*Directions for this task*
Reproduce the material below without any change, from the line containing "Segment every instance of the tree" through the end of the material, with both ends included.

*Recorded information*
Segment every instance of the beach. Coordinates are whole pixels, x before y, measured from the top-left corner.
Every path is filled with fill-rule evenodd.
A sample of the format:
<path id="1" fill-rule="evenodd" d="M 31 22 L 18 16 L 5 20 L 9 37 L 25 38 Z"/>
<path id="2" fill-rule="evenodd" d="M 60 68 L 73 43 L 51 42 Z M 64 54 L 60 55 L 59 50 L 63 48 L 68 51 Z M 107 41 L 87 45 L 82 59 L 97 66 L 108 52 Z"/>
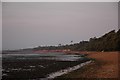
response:
<path id="1" fill-rule="evenodd" d="M 94 62 L 62 78 L 118 78 L 118 52 L 80 52 Z"/>

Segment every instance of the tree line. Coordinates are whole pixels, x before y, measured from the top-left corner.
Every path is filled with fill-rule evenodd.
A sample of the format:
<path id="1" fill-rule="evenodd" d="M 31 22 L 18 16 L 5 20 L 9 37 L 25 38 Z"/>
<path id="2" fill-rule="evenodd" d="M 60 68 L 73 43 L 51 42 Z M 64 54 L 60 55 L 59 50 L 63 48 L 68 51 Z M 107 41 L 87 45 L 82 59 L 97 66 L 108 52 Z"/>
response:
<path id="1" fill-rule="evenodd" d="M 115 32 L 112 30 L 103 36 L 90 38 L 88 41 L 58 46 L 36 47 L 35 50 L 64 50 L 74 51 L 120 51 L 120 29 Z"/>

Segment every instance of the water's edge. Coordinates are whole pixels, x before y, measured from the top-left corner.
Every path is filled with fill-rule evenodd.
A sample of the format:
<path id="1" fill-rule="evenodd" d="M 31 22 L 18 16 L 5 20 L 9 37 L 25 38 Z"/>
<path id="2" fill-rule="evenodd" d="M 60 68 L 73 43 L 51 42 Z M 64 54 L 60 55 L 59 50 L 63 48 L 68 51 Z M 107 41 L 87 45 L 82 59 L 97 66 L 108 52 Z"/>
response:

*The result*
Segment every instance of the tree line. Coordinates are whole pixels, x before y, measured from the top-left corner.
Every path is filled with fill-rule evenodd.
A sample of the format:
<path id="1" fill-rule="evenodd" d="M 31 22 L 18 16 L 5 20 L 9 37 L 25 38 Z"/>
<path id="2" fill-rule="evenodd" d="M 60 68 L 73 43 L 51 42 Z M 64 54 L 60 55 L 59 50 L 63 48 L 68 51 Z M 107 41 L 87 45 L 82 59 L 97 66 L 108 52 Z"/>
response:
<path id="1" fill-rule="evenodd" d="M 115 32 L 112 30 L 103 36 L 90 38 L 88 41 L 58 46 L 36 47 L 35 50 L 64 50 L 74 51 L 120 51 L 120 29 Z"/>

Segment every instance of the water's edge. Coordinates are whole pixels, x before y, measured from the top-left corner.
Every path is filled with fill-rule evenodd.
A sample of the format:
<path id="1" fill-rule="evenodd" d="M 31 22 L 18 16 L 5 20 L 9 37 L 25 38 Z"/>
<path id="2" fill-rule="evenodd" d="M 60 68 L 73 43 L 51 42 Z M 64 54 L 60 55 L 59 50 L 63 48 L 68 51 Z M 107 41 L 87 45 L 82 59 L 97 66 L 108 52 Z"/>
response:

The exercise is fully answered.